## REQUIRED TASKS
1. According to the Osijek tram text, in what year did the first electric tram run?
2. Set down, word for word, everything in the Osijek tram text from "The Osijek network" down to "ran in 1926.".

Croatian tram system

The Osijek tram system is operated by the City Transport of Osijek (GPP Osijek) and serves the city of Osijek, capital of the Slavonia region of Croatia.

The Osijek network is the only Croatian tram system still in existence outside Zagreb. Services have operated continuously since the first horse-car tram line was opened in 1884 (connecting the railway station and city square), and the first electric tram ran in 1926.

The present network consists of two lines which intersect in the city square (Trg Ante Starčevića) and the fleet consists of refurbished Tatra T3 PVO vehicles and some newly acquired second hand Duewag GT6. During the Croatian War of Independence, five Tatra T3 streetcars were destroyed and two female drivers were killed in 1991/92.

There is also an old Škoda tourist heritage tram, which can be rented for special occasions. The tram dates back to the start of electrical operation, back in 1926.

All tracks are at 1000 mm (metre gauge) width. There are three terminal loops, and two loops used rarely only when shorter route service is provided. There is also an inner city loop for the part of line 2, which connects the main railway station with the city centre. Unlike line 1, which is double track in its whole length, line 2 is composed of a loop segment, a double track segment and the remainder being single track with passing loops. At the main vehicle depot (Remiza) there is a track triangle structure used regularly for turning tramway vehicles when starting or ending service.

In November 2014, Line 1 was extended from Višnjevac Sjever to Višnjevac Okretište.

## STUDY MATERIAL
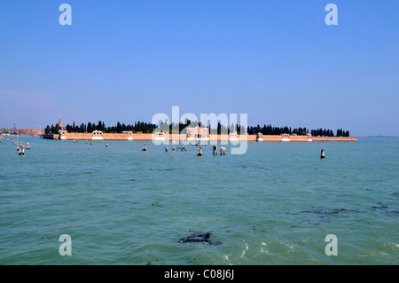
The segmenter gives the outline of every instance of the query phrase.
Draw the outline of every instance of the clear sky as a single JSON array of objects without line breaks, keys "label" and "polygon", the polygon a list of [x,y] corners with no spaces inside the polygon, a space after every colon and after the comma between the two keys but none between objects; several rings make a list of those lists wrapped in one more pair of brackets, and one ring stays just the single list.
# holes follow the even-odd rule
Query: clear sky
[{"label": "clear sky", "polygon": [[399,1],[0,1],[0,128],[151,122],[172,106],[397,136]]}]

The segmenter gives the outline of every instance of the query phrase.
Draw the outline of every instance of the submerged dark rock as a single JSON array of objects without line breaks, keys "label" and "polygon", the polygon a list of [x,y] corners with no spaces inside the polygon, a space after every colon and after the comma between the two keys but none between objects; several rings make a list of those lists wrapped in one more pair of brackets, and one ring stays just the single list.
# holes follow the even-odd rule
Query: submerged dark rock
[{"label": "submerged dark rock", "polygon": [[211,235],[211,232],[197,232],[197,233],[193,233],[191,234],[188,237],[185,238],[181,238],[179,240],[179,242],[181,243],[194,243],[194,242],[204,242],[204,243],[207,243],[207,244],[212,244],[212,245],[220,245],[222,244],[222,242],[217,241],[217,242],[213,242],[212,240],[209,240]]}]

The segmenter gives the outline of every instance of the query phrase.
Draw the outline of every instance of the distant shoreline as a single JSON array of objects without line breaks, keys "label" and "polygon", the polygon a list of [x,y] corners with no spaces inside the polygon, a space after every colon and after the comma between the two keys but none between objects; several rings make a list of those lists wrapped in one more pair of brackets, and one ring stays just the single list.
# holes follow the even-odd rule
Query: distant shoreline
[{"label": "distant shoreline", "polygon": [[136,141],[248,141],[248,142],[313,142],[313,141],[357,141],[357,137],[312,137],[297,135],[209,135],[207,138],[187,139],[184,134],[165,134],[162,136],[146,133],[72,133],[45,134],[45,139],[54,140],[136,140]]}]

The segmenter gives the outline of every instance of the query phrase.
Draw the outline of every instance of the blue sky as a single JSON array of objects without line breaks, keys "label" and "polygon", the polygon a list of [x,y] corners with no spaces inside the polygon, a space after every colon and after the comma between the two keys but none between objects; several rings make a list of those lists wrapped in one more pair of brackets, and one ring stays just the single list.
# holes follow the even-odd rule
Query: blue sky
[{"label": "blue sky", "polygon": [[[61,26],[59,7],[72,7]],[[338,25],[327,26],[327,4]],[[399,1],[1,1],[0,127],[247,114],[399,135]]]}]

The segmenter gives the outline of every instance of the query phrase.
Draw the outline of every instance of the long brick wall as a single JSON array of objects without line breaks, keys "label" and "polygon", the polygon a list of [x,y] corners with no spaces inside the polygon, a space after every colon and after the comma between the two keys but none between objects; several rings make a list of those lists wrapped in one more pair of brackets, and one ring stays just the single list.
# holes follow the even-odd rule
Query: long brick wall
[{"label": "long brick wall", "polygon": [[[129,135],[128,133],[121,134],[109,134],[104,133],[103,135],[93,135],[91,133],[66,133],[64,135],[43,135],[43,138],[48,139],[61,139],[63,137],[66,137],[66,140],[91,140],[92,137],[103,137],[104,140],[129,140],[129,138],[133,138],[133,140],[150,141],[153,140],[153,134],[133,133]],[[229,140],[229,135],[210,135],[209,139],[211,141],[227,141]],[[186,140],[185,135],[174,134],[167,135],[167,140]],[[239,135],[239,140],[246,140],[248,142],[255,142],[256,135]],[[265,135],[262,137],[263,142],[281,142],[282,136],[280,135]],[[309,138],[311,141],[357,141],[356,137],[308,137],[308,136],[290,136],[290,142],[309,142]]]}]

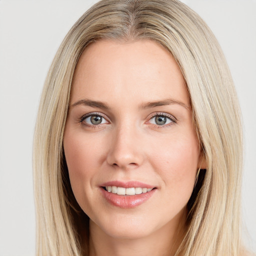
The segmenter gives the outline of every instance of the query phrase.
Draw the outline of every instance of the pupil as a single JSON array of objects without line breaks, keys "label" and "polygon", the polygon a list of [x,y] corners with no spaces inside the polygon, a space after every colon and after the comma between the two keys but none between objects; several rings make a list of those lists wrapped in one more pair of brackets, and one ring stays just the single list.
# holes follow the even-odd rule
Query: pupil
[{"label": "pupil", "polygon": [[156,124],[162,126],[163,124],[164,124],[166,122],[166,118],[165,116],[160,116],[156,118]]},{"label": "pupil", "polygon": [[102,118],[98,116],[92,116],[90,118],[90,122],[94,124],[98,124],[102,122]]}]

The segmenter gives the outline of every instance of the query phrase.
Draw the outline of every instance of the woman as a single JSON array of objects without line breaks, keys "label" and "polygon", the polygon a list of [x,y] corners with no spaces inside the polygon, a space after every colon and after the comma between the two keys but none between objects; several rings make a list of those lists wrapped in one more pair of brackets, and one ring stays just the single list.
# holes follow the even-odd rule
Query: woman
[{"label": "woman", "polygon": [[244,255],[240,116],[220,46],[185,4],[94,6],[42,94],[38,255]]}]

## RESULTS FOR THE EXERCISE
1. 1926

2.
The Osijek network is the only Croatian tram system still in existence outside Zagreb. Services have operated continuously since the first horse-car tram line was opened in 1884 (connecting the railway station and city square), and the first electric tram ran in 1926.